Aim:
Extract the line that contains "Target: woman's ear" and every line after it to the end of the records below, exactly as written and nothing else.

[Position identification records]
────────

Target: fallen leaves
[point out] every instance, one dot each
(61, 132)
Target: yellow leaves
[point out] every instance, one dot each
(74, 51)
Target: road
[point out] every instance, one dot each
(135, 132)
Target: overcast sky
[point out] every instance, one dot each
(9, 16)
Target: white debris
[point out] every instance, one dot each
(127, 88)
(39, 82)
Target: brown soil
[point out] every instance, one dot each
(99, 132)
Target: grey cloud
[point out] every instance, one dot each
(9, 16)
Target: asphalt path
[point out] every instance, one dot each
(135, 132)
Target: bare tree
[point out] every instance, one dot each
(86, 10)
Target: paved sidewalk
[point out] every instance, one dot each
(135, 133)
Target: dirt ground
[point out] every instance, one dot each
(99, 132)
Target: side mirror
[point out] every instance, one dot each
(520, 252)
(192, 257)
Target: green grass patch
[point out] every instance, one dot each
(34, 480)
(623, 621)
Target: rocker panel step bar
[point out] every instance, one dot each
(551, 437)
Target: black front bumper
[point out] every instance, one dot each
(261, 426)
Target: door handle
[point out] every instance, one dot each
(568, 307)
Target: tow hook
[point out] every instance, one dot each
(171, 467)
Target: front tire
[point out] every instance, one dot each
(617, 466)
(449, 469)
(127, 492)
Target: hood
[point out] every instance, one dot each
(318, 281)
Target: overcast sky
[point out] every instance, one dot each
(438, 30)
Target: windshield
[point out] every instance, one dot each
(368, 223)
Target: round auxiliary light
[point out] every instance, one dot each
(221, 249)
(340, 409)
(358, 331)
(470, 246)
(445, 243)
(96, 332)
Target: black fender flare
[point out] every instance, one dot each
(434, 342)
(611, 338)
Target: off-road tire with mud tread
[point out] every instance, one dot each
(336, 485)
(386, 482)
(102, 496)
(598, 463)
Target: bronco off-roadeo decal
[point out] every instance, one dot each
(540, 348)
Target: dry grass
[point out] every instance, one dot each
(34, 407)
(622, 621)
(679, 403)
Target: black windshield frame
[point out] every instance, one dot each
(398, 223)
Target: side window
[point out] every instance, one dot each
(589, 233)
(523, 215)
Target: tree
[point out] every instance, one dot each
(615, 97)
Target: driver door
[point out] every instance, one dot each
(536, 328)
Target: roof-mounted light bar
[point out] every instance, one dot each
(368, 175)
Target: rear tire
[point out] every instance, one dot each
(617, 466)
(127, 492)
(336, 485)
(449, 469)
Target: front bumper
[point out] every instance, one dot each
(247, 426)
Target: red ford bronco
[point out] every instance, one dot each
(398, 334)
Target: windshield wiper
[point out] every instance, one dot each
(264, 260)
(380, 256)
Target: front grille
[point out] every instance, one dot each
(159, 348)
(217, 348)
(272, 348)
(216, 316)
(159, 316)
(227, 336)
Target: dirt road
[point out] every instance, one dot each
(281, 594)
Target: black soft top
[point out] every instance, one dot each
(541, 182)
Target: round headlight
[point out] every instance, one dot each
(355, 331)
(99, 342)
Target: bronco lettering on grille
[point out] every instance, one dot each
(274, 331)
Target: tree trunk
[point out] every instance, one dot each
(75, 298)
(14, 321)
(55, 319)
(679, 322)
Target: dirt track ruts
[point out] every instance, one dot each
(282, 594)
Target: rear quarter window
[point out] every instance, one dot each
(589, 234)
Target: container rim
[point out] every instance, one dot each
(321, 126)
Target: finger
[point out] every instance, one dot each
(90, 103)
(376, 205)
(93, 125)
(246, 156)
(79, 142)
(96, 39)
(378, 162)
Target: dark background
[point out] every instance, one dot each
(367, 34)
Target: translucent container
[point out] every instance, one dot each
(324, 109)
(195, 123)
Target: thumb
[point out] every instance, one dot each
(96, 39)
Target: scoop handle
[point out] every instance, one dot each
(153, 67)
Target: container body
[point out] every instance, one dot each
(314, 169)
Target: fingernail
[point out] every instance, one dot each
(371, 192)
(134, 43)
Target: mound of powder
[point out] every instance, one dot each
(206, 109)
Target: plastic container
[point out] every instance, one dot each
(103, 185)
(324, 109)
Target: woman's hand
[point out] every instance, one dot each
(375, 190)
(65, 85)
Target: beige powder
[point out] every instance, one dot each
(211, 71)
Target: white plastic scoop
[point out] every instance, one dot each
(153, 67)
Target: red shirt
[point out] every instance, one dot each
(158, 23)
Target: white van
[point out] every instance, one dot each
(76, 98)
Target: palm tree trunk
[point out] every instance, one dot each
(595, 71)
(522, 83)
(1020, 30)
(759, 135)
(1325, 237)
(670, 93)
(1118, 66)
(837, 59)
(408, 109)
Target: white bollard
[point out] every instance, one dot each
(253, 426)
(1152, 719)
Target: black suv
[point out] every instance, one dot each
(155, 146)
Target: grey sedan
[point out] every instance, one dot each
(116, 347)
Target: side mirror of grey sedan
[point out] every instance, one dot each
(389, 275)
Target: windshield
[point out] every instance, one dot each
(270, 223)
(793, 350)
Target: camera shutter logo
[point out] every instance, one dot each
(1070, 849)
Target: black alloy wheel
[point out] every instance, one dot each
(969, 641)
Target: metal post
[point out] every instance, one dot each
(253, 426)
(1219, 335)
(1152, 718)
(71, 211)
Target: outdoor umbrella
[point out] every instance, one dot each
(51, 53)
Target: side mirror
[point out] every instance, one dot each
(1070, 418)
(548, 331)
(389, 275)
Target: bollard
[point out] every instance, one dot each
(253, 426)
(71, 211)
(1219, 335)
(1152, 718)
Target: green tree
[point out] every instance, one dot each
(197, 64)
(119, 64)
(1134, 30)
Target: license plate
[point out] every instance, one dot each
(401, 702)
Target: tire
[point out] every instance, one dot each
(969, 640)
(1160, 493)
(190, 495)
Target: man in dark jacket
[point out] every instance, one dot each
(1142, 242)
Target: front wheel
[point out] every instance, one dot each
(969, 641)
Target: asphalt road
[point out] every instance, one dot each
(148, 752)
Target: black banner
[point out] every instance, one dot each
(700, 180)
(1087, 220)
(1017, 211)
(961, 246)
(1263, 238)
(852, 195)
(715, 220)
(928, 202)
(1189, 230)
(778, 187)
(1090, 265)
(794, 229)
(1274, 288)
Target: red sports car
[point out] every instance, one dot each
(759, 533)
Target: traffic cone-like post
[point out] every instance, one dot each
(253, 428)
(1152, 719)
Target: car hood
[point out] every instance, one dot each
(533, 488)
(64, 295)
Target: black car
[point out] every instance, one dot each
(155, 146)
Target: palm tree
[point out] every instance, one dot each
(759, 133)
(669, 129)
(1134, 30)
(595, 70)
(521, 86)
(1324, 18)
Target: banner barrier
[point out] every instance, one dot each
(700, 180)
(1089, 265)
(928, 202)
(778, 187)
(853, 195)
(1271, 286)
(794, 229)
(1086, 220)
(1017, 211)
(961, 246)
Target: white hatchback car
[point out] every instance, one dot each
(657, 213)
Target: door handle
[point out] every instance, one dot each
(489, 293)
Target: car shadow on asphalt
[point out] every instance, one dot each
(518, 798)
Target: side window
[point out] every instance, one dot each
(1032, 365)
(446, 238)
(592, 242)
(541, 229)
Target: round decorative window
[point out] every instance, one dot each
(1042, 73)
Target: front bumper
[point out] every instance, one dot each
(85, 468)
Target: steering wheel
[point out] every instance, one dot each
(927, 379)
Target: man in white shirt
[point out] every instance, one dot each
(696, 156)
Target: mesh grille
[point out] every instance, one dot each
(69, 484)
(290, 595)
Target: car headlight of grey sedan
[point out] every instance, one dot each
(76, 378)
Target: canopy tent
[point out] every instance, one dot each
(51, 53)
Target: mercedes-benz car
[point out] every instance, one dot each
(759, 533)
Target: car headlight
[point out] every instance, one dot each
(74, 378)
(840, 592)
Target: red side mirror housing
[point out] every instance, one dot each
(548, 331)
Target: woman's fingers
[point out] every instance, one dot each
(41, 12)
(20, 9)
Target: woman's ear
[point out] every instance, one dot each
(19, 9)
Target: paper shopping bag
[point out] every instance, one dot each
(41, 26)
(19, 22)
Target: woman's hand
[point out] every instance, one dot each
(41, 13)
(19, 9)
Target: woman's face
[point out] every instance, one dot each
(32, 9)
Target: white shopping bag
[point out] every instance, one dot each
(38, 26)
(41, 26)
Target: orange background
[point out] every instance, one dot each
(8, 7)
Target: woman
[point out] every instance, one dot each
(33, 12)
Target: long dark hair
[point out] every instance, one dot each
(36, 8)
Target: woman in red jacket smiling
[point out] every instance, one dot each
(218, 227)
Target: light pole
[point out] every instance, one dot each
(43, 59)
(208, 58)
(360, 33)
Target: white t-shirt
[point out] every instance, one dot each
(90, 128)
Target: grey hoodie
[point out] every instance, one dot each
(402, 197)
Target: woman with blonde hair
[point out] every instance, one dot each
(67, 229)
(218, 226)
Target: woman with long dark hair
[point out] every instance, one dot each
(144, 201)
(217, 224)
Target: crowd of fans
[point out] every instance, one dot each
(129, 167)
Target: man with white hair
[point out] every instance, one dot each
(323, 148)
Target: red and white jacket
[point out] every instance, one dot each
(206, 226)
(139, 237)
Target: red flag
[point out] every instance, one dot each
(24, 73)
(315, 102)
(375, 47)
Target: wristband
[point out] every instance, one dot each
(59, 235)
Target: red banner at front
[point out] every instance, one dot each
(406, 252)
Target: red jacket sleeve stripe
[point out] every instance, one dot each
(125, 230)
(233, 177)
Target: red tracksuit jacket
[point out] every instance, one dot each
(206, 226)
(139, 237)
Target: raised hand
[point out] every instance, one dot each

────────

Written reply:
Target: woman's ear
[point out] every instance, one dot each
(19, 9)
Target: paper shopping bag
[point out] every instance, one dot each
(41, 26)
(19, 22)
Target: woman's hand
[point out] every instance, one dot each
(41, 13)
(19, 9)
Target: woman's face
[point out] every instance, one dot each
(32, 9)
Target: white shopping bag
[point out] every instance, one dot each
(38, 26)
(41, 26)
Target: orange background
[point out] every instance, one dot each
(8, 7)
Target: woman
[point out] every instance, one dot each
(33, 12)
Target: long dark hair
[point out] every instance, one dot each
(36, 8)
Target: woman in red jacket smiling
[point out] every instance, one dot each
(218, 227)
Target: light pole
[point out] every instance, one dot each
(43, 59)
(208, 58)
(360, 33)
Target: white t-shirt
[point out] every instance, one dot each
(90, 128)
Target: grey hoodie
[point out] every instance, one dot each
(402, 197)
Target: woman with blonde hair
[point out] every instance, one dot each
(67, 229)
(218, 226)
Target: woman with long dark hair
[point out] every instance, one dot each
(144, 201)
(217, 224)
Target: crowd of fans
[point out] every instance, one dot each
(129, 167)
Target: man with white hair
[point out] every instance, one dot each
(323, 148)
Target: red and white jacket
[point out] every instance, one dot each
(206, 226)
(139, 237)
Target: red flag
[point out] every instance, one dot each
(24, 73)
(315, 102)
(375, 47)
Target: wristband
[point out] every instance, one dot each
(59, 235)
Target: red banner at front
[point out] every instance, one dot each
(406, 252)
Target: red jacket sleeve stripe
[point out] every instance, one dot each
(125, 230)
(233, 177)
Target: red tracksuit jacket
[point out] every instance, one dot each
(206, 226)
(139, 237)
Target: raised hand
[point out] every instance, one dot each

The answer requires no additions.